= Objective =
Quote all of the entries below word for word, and leave the picture out of your answer.
——————————
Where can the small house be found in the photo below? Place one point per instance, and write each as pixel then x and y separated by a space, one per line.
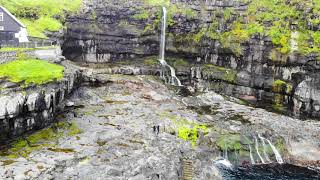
pixel 12 31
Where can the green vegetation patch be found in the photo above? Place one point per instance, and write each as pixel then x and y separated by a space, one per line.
pixel 280 86
pixel 41 15
pixel 19 49
pixel 31 71
pixel 187 130
pixel 45 138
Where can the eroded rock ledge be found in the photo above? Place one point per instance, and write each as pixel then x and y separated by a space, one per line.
pixel 32 108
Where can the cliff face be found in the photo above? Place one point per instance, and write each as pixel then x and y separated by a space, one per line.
pixel 24 110
pixel 247 49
——————————
= Expected answer =
Where can the small house be found in the photo below? Place one point per instance, and write each as pixel then x and y separated by a space, one per line.
pixel 12 31
Where can the green vegetation patch be found in the photo above? Place one point per instance, and write each as pixel then x and y separated by a space, one per line.
pixel 280 86
pixel 41 15
pixel 19 49
pixel 31 71
pixel 187 130
pixel 45 138
Where can the eroded rock ledge be found in the photo above? Place one point per instance, and write each as pixel then x and y separated by a space, one per line.
pixel 32 108
Where can the cliff face be found in the photo above? Place one point per instance, and write each as pixel then x and y separated by a space, one per line.
pixel 24 110
pixel 247 49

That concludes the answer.